-- Begin Text extract --

# Hand and Position Model

This model will be similar to the previous one, but the vectors in the sequences will also include the pitch and position data from the at bat.  

### Data
First, the new example vectors need to be created.  The y tensor is exactly the same, but extra work needs to be done to create X.

In [10]:
import pickle
import numpy as np
 
full_data = [] 
year = 2016
for m in [3,4,5,6,7,8]:
    fn = "../data/pitches_{}_{}.p".format(year, m)
    seqs = pickle.load(open(fn, "rb"))
    full_data += seqs

cleaned_data = [] # no 0 or 1 length sequences. 
longest_seq = 0
empties_or_single = 0
pitch_types = set()
pos_types   = set()

for line in full_data:
    if(len(line[1]) > longest_seq): longest_seq = len(line[1])
    if(len(line[1]) <= 1): 
        empties_or_single += 1
    else:
        cleaned_data.append(line)
        pos_types.add(line[0][2]) 
        for p in line[1]: # the seq is the second element, first is the feature vector
            pitch_types.add(p)

-- End Text extract --

Exercise instructions:
(1) Decide whether each statement agrees with the hand and position model notebook, and quote the words that settle it. (a) The y tensor matches the one in the previous model. (b) The pitch files are loaded for the year 2015. (c) Sequences of length 0 or 1 are kept in cleaned_data.
(2) Name every variable that the hand and position model notebook initializes after the file-loading loop and before the loop over full_data.
(3) Extend the hand and position model notebook past its final line.

-- Begin Given records --

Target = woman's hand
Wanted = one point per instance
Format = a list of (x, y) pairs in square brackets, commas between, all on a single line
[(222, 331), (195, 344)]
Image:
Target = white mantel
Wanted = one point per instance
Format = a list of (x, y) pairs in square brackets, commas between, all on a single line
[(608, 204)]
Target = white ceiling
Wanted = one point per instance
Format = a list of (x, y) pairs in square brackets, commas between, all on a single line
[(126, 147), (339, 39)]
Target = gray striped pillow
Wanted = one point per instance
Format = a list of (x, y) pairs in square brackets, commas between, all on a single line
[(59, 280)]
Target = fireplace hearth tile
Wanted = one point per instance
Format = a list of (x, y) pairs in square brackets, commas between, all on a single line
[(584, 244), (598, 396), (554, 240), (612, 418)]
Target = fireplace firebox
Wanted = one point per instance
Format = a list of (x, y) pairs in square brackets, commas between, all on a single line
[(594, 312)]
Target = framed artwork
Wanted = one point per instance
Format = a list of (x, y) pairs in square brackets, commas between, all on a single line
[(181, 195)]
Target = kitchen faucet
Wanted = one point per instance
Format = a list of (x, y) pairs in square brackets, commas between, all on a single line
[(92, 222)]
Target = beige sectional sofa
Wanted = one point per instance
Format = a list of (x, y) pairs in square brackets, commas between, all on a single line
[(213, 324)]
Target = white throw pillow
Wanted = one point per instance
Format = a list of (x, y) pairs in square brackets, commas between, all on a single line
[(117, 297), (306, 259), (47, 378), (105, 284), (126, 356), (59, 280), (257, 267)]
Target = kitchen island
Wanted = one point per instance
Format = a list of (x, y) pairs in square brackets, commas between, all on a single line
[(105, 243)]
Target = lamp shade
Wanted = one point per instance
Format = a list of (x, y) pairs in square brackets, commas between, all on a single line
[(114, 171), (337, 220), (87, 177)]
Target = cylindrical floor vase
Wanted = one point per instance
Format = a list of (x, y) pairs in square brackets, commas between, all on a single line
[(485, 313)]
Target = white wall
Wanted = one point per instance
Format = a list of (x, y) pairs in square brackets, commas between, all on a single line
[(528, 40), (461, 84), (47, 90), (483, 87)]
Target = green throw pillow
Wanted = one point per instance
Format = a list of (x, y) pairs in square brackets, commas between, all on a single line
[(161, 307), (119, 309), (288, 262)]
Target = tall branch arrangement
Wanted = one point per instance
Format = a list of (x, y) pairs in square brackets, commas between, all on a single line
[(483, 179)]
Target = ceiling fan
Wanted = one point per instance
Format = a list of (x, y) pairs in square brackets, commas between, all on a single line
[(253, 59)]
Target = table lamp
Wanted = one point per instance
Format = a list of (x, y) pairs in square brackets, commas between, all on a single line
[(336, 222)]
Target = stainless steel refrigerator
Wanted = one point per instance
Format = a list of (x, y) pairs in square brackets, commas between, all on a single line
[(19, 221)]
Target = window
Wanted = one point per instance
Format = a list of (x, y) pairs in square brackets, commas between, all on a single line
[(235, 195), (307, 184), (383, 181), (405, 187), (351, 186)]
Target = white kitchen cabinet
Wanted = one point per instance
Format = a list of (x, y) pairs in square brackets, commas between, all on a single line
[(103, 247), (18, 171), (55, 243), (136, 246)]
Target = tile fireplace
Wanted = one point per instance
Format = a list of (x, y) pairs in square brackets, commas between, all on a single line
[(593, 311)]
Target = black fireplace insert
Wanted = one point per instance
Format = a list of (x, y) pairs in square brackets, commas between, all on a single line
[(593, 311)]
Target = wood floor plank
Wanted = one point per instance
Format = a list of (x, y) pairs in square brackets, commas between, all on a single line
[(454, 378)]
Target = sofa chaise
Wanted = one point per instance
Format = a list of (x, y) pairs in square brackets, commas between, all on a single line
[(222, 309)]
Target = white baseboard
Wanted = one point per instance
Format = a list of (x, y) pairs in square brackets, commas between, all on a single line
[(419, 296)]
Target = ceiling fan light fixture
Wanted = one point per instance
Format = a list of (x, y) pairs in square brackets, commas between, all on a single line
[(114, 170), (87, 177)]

-- End Given records --

Per-task outputs:
(1)
(a) Yes: "The y tensor is exactly the same"
(b) No: "year = 2016"
(c) No: "no 0 or 1 length sequences."

(2) cleaned_data, longest_seq, empties_or_single, pitch_types, pos_types

(3)
print("longest sequence length: {}\nempties: {}\ntotal (clean): {}\npitch types: {}".format(longest_seq, 
                                                                                            empties_or_single,
                                                                                            len(cleaned_data),
                                                                                            len(pitch_types)))

print("pos types: {}".format(len(pos_types)))
# Saving the cleaned data to a pickle to make it easier to work with the other models. 
pickle.dump(cleaned_data, open("../data/pitches_full_{}.p".format(year), "wb"))

# Creating X - padded sequences of one-hots. Need a dictionary of pitch types to an index.
pitch_map = {
    'KC': 0,
    'CH': 1,
    'SL': 2,
    'SI': 3,
    'FO': 4,
    'FS': 5,
    'CU': 6,
    'PO': 7,
    'KN': 8,
    'FF': 9,
    'EP': 10,
    'IN': 11,
    'SC': 12,
    'FT': 13,
    'FC': 14,
    'UN': 15
}

MAX_LENGTH = longest_seq
NUM_EXTRA_FEATURES = 3 # pitcher hand, batter hand, batter pos

def create_onehot_with_features(seq):
    ret = []
    i = 0
    for p in seq[1]:
        p_oh = np.zeros((len(pitch_map),), dtype=np.float32)
        p_oh[pitch_map[p]] = 1.0
        ret.append(p_oh)
        i += 1
    for j in range(i, MAX_LENGTH):# Pad to length. 
        ret.append(np.zeros((len(pitch_map),), dtype=np.float32))
    return ret

def create_target(seq):
    ret = []
    i = 0
    for p in seq[1][1:]:
        ret.append(pitch_map[p])
        i += 1
    for j in range(i, MAX_LENGTH):
        ret.append(0)
    return ret

X_full = [] # Sequences of onehots.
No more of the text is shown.